What to work on. Set down exactly the lines from the one containing "If you would be willing to mark the small" through the last line of the records below, both included, and nothing else.

Records for processing.
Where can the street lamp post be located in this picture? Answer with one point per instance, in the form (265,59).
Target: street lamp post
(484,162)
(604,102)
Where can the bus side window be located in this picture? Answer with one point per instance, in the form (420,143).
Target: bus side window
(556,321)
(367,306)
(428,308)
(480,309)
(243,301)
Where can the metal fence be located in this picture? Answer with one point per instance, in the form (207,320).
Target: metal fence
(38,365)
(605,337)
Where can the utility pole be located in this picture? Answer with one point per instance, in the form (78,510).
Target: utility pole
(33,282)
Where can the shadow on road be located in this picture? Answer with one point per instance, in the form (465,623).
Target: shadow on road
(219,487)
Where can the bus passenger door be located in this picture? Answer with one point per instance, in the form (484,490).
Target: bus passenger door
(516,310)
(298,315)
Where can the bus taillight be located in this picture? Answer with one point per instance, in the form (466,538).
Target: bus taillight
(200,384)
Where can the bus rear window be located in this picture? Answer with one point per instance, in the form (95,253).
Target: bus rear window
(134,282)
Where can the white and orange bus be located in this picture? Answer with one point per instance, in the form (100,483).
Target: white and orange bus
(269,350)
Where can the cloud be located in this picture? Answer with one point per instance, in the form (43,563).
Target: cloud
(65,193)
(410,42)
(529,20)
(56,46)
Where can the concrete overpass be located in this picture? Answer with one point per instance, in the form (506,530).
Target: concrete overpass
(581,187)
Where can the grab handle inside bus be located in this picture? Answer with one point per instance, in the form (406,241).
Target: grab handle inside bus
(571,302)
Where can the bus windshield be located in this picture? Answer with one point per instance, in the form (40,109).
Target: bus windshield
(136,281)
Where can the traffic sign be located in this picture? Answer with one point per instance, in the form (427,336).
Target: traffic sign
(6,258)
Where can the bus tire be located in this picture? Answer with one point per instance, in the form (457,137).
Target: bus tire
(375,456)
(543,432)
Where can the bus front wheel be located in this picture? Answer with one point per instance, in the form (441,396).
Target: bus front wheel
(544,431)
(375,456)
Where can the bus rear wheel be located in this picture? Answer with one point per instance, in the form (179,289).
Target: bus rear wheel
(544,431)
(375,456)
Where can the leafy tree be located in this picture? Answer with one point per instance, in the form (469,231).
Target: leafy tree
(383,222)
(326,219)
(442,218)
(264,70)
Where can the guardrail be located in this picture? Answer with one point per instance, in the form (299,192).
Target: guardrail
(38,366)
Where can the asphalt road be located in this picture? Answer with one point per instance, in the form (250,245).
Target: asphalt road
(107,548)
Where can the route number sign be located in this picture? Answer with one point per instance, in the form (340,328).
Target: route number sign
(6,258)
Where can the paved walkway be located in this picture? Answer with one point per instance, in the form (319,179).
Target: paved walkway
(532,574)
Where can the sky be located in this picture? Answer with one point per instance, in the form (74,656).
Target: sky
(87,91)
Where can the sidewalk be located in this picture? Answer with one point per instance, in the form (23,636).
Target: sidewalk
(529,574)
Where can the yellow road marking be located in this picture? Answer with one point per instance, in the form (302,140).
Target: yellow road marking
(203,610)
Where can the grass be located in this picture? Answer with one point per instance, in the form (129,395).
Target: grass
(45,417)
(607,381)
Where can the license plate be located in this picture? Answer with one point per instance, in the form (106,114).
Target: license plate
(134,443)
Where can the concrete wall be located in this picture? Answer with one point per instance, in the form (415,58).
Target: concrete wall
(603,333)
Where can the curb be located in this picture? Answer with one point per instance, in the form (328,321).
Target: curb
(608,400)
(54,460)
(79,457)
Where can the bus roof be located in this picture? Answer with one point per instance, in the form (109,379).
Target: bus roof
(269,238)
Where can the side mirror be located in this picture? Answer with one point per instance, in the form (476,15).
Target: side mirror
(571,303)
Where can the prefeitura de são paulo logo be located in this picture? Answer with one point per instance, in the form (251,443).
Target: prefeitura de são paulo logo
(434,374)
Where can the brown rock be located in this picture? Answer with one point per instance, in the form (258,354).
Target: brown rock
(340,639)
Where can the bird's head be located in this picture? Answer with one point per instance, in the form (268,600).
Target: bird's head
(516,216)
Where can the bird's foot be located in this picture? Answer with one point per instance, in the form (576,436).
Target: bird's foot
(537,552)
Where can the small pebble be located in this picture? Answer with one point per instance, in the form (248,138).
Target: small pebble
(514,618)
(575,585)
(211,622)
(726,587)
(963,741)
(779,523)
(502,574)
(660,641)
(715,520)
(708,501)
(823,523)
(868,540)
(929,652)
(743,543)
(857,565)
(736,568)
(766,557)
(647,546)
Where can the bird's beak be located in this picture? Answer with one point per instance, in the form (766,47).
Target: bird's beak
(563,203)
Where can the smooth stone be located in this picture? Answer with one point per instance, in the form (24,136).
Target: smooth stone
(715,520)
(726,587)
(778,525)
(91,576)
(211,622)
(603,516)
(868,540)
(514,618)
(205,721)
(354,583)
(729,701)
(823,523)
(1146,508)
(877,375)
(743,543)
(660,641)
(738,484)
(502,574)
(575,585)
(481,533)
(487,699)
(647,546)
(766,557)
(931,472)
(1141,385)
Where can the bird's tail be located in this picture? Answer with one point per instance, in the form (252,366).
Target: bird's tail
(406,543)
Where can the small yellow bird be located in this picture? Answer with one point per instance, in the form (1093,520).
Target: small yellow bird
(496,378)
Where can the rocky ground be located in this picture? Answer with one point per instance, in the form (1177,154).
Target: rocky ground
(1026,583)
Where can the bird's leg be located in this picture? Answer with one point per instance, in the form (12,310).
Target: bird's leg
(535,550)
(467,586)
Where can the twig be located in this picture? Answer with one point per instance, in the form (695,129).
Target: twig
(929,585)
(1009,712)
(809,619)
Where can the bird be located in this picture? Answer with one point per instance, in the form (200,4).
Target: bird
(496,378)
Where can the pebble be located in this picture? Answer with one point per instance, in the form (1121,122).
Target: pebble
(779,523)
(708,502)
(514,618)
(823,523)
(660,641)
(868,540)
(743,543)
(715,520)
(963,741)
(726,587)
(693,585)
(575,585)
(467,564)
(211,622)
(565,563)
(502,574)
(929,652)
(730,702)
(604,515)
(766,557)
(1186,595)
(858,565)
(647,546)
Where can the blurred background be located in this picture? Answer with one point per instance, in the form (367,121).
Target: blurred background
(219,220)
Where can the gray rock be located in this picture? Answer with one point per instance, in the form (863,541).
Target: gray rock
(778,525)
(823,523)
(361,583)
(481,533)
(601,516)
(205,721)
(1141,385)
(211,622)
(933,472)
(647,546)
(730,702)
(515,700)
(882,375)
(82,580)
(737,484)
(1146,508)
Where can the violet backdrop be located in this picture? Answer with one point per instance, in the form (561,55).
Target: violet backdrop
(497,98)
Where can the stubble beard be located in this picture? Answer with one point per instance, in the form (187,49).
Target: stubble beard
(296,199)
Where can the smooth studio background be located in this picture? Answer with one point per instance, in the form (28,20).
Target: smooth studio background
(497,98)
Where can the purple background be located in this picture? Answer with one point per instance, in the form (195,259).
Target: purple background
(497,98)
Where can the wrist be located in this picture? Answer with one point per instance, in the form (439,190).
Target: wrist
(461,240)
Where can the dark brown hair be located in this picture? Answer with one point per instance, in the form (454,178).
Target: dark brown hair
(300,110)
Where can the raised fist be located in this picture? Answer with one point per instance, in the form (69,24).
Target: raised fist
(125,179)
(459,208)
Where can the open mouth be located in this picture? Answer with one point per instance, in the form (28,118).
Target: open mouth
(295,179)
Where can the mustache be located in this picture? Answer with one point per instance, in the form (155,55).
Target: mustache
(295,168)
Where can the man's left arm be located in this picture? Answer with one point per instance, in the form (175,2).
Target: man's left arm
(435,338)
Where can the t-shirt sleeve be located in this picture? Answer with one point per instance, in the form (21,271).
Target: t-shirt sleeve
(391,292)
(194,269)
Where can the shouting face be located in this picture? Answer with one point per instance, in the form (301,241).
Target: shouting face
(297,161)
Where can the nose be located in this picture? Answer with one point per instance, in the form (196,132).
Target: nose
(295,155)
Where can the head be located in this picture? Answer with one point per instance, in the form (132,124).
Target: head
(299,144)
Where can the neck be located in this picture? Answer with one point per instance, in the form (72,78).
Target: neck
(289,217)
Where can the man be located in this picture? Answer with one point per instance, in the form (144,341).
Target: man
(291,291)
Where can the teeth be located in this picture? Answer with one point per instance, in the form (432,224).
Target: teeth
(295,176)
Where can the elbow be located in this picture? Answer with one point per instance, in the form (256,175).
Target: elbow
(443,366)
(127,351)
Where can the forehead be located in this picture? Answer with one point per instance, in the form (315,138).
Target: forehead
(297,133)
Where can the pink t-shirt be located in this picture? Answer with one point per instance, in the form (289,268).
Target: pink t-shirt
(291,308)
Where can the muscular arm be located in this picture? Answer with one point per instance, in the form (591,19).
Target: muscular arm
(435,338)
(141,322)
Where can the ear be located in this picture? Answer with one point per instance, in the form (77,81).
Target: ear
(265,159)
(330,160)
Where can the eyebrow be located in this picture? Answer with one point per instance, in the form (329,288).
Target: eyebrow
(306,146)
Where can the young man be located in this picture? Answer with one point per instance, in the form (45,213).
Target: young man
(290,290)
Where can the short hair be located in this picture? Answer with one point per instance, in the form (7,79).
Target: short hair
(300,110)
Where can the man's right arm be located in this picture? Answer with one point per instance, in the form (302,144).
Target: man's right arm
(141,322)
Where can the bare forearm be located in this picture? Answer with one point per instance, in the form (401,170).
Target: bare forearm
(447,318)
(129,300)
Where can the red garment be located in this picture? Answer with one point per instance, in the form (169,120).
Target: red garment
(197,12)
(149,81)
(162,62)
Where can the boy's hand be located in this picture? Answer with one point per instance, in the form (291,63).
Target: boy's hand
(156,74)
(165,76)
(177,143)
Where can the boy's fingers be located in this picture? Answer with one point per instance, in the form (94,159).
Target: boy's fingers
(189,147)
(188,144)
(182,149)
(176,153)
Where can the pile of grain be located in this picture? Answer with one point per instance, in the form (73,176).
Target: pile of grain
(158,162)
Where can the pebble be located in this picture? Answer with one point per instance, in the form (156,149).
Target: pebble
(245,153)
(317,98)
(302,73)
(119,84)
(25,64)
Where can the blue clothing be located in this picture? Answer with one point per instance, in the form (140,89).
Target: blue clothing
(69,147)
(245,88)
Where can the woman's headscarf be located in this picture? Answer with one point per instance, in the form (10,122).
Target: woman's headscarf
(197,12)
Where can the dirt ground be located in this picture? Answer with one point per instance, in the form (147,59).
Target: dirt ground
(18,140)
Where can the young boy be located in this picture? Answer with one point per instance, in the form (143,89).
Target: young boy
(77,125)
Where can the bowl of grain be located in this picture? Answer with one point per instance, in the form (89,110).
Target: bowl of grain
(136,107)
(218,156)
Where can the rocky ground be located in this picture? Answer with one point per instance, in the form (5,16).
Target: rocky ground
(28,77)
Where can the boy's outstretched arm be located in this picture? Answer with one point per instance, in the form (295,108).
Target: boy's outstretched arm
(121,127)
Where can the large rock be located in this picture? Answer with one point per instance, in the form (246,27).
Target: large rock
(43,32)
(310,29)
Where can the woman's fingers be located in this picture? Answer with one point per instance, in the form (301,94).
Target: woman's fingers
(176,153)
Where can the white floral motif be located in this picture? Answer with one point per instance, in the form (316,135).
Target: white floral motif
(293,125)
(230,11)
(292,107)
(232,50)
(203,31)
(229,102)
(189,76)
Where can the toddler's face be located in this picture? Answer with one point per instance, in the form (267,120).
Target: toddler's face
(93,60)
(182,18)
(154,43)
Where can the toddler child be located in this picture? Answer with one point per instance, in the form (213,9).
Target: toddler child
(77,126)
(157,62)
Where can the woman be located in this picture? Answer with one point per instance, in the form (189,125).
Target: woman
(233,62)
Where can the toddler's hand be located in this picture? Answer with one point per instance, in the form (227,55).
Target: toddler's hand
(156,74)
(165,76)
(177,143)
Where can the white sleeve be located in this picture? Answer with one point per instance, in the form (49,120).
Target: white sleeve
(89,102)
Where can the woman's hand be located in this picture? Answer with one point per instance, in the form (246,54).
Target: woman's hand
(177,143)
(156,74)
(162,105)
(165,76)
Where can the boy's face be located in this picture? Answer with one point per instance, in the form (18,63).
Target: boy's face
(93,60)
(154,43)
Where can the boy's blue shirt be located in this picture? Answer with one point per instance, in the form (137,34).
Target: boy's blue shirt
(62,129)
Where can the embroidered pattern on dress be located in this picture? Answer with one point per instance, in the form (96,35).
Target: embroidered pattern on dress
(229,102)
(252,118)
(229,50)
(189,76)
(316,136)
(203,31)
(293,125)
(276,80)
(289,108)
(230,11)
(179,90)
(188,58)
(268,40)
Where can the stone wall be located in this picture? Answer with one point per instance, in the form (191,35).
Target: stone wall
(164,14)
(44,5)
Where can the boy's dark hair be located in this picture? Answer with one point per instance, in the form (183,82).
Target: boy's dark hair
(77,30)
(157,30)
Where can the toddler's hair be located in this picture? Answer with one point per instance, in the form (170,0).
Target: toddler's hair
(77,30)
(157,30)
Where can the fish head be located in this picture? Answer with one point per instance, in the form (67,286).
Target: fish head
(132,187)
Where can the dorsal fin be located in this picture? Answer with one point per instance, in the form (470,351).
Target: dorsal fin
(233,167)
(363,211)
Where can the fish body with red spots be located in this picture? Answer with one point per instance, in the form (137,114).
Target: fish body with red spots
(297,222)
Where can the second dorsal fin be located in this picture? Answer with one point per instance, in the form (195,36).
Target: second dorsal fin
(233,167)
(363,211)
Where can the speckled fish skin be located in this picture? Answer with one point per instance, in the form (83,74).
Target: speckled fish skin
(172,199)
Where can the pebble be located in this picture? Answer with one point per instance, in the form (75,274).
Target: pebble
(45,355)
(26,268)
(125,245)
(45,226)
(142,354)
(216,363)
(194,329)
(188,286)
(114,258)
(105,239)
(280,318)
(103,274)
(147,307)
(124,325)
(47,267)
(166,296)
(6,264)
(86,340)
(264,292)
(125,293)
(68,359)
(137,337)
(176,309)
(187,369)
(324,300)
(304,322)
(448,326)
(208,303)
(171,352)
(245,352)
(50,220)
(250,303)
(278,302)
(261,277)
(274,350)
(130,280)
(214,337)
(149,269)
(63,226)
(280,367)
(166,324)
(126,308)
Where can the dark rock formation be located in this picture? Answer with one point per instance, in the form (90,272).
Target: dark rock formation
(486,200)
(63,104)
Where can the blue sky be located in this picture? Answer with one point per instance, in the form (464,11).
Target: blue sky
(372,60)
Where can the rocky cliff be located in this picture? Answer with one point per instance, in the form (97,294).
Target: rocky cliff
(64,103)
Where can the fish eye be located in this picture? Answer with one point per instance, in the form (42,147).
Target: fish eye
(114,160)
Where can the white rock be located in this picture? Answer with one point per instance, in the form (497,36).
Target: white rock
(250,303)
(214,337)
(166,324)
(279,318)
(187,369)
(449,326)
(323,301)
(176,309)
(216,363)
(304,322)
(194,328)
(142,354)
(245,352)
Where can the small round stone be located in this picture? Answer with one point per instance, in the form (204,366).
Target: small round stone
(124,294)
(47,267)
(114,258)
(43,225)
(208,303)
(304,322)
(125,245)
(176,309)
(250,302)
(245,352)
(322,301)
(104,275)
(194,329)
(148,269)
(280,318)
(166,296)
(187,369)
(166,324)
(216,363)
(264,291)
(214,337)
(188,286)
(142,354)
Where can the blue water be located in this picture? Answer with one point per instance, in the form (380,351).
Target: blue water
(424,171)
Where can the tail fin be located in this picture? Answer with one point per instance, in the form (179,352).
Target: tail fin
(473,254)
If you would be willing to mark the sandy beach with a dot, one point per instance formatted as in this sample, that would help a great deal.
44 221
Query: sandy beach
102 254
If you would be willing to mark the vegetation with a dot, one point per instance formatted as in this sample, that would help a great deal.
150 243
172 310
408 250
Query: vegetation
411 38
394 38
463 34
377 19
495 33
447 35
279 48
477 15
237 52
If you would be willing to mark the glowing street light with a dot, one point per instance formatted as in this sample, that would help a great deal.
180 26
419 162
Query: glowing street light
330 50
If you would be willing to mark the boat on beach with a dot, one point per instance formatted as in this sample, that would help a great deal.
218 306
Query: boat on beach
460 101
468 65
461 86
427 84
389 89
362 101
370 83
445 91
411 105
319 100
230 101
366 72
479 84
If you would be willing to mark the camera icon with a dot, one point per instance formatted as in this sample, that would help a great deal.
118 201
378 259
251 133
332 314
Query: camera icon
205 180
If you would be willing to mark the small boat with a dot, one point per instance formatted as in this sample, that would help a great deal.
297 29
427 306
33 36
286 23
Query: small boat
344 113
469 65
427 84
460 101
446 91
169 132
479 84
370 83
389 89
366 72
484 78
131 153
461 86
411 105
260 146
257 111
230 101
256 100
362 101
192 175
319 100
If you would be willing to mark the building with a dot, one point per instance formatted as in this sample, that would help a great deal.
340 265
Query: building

Exercise response.
If you would be willing to mark the small boat with a dot, one point per instance formatted as in this sample, that would help a great deal.
297 29
427 306
33 36
286 23
Query: small boat
344 113
469 65
427 84
460 101
446 91
169 132
479 84
370 83
389 89
366 72
484 78
131 153
461 86
411 105
260 146
257 111
230 101
256 100
362 101
192 175
319 100
If you would be willing to mark the building with a dot, one point per instance formatted as in this sample, that would help a great deal.
340 265
Query: building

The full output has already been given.